:: The data ::

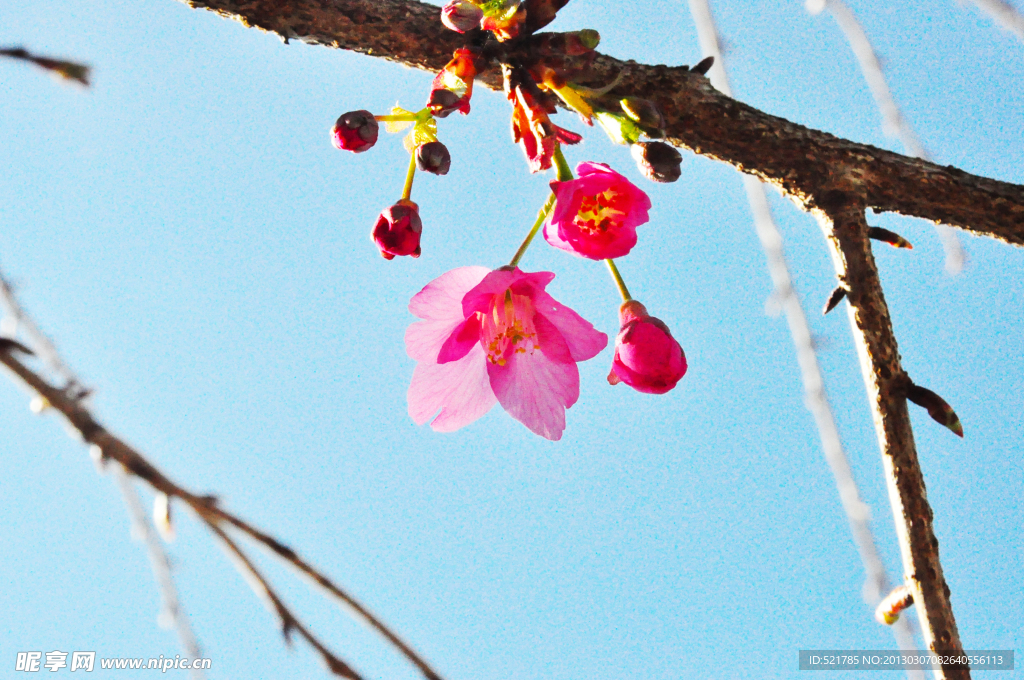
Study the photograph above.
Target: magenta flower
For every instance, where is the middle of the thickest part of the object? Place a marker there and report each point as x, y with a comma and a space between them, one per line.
496, 336
397, 230
596, 215
647, 357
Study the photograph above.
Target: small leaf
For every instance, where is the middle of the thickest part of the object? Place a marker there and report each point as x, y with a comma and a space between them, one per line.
398, 126
835, 299
704, 66
7, 344
891, 238
889, 609
937, 408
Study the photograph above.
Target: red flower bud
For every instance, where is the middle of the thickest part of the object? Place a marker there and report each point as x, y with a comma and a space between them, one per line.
461, 15
397, 230
657, 161
433, 157
647, 357
355, 131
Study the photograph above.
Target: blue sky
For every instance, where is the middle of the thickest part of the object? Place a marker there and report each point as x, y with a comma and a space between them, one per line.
200, 253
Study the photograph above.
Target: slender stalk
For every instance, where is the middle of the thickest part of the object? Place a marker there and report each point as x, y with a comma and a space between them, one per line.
620, 284
561, 166
397, 118
893, 121
541, 216
564, 173
407, 190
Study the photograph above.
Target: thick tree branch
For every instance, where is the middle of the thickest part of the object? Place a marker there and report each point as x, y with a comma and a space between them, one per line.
841, 214
800, 161
815, 397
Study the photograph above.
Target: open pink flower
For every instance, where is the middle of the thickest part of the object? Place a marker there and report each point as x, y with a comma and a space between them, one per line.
596, 215
647, 357
496, 336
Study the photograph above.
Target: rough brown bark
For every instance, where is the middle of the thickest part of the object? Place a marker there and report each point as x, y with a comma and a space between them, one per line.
800, 161
842, 217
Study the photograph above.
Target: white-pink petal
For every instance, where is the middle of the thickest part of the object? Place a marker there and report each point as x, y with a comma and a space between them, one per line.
461, 390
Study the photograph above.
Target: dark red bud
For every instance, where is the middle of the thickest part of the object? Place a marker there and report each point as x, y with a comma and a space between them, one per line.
461, 15
355, 131
443, 102
657, 161
433, 157
397, 230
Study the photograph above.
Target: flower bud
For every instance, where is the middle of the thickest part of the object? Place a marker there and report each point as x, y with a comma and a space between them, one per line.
355, 131
657, 161
397, 230
433, 157
647, 357
461, 15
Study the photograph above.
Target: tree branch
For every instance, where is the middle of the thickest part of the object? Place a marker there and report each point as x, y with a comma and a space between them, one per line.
877, 583
893, 121
799, 161
113, 448
841, 215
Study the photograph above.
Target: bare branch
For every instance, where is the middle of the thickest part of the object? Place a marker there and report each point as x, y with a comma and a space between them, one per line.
799, 161
1005, 14
841, 215
262, 589
172, 611
815, 397
115, 449
893, 121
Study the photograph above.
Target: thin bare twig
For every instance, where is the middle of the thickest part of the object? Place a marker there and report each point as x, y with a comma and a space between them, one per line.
841, 214
815, 397
893, 121
67, 70
206, 507
1005, 14
262, 590
171, 607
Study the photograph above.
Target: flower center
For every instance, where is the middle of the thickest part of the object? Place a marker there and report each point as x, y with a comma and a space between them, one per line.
600, 213
509, 328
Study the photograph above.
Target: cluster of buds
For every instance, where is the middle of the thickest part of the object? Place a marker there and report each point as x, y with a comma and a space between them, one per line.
482, 331
398, 227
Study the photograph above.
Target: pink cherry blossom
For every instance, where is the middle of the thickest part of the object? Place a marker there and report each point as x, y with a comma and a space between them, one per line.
596, 215
496, 337
647, 357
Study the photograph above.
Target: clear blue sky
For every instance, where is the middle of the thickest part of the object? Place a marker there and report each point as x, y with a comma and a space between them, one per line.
199, 251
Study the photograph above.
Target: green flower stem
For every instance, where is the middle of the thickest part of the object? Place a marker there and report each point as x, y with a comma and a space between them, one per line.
620, 284
408, 188
421, 115
541, 216
564, 174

:::

• _Try it_
Take the lines above from the one containing "Target: small leaf" down to the one containing "Target: blue sky", and transcribe them exactly, both ends included.

• _Solution to this task_
Target: small leaf
For every instance, where is the middle of the thickest part of the object? Place a marker there and report each point as x, y with a comma and a space between them, one per line.
398, 126
835, 299
704, 66
7, 344
891, 238
889, 609
937, 408
Study the photograph above.
Target: red flower bud
For every instance, where is the middle of the thickest part of the object? Place a marker there and report each point as x, y with a comma and a space between them, one per line.
461, 15
397, 230
657, 161
433, 157
647, 357
355, 131
Study the photograph above.
Target: blue sky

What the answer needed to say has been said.